## Named-object pointing material
**********
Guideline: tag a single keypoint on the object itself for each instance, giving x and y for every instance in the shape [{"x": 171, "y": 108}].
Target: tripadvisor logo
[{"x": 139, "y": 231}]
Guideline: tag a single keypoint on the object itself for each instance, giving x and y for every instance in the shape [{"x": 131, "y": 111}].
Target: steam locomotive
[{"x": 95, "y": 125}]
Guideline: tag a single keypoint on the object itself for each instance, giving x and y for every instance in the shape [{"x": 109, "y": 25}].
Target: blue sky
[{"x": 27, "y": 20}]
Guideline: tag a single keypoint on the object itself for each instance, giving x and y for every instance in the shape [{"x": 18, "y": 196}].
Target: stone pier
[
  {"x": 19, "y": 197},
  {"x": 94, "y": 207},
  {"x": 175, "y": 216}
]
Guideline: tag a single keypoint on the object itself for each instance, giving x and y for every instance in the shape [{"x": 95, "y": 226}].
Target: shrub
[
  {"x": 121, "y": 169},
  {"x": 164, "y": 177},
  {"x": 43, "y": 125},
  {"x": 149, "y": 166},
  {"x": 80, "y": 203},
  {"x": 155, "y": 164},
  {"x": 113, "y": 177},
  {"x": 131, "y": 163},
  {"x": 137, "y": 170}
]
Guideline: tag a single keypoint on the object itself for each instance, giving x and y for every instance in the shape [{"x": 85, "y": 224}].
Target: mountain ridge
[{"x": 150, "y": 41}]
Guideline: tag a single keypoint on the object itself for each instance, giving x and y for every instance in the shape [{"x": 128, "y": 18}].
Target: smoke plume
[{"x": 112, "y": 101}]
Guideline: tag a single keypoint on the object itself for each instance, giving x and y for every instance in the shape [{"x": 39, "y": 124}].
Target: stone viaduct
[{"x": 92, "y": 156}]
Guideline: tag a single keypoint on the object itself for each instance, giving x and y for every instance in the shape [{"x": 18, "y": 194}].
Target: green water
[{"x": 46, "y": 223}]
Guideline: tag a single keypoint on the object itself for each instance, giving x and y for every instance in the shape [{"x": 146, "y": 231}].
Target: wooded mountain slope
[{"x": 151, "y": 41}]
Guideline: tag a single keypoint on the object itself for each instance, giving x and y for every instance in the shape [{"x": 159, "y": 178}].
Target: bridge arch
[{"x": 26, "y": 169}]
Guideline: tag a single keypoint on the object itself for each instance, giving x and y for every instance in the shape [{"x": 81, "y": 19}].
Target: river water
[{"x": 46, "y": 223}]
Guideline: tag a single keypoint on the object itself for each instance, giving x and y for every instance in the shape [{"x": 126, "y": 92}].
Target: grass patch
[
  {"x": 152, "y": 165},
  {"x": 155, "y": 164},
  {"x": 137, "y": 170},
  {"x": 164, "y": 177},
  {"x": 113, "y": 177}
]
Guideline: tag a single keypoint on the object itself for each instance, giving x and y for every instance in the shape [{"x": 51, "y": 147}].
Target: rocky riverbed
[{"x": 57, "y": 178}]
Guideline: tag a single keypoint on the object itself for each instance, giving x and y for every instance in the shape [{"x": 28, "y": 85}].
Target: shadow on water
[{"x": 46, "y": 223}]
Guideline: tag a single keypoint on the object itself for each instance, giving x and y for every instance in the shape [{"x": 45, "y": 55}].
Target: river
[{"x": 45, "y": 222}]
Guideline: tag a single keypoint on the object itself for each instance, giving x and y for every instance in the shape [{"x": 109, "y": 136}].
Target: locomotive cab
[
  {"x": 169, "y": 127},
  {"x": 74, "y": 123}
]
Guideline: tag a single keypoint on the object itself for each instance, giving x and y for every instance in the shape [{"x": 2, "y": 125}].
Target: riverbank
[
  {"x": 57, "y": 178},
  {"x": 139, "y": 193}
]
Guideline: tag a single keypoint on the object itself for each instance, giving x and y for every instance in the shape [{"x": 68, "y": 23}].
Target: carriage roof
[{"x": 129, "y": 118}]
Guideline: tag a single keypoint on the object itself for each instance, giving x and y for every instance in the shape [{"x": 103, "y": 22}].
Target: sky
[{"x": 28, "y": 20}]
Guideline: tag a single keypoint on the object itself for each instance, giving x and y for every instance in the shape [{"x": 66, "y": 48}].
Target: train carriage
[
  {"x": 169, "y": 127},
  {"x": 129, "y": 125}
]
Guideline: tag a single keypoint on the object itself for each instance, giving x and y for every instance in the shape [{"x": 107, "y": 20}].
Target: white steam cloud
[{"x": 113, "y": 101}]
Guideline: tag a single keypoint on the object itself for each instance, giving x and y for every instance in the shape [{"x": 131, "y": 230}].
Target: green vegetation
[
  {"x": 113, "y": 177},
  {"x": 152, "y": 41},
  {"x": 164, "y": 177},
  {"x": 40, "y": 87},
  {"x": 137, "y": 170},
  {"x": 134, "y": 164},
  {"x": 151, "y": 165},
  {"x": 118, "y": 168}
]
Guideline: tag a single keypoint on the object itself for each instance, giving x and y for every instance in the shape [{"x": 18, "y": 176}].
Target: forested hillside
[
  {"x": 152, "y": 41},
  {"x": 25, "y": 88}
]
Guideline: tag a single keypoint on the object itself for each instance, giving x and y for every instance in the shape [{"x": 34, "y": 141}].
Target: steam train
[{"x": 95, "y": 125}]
**********
## INSTRUCTIONS TO FOLLOW
Tally how many lines of the material above contain the word "water", with case counting, and give only that number.

## THE RESPONSE
3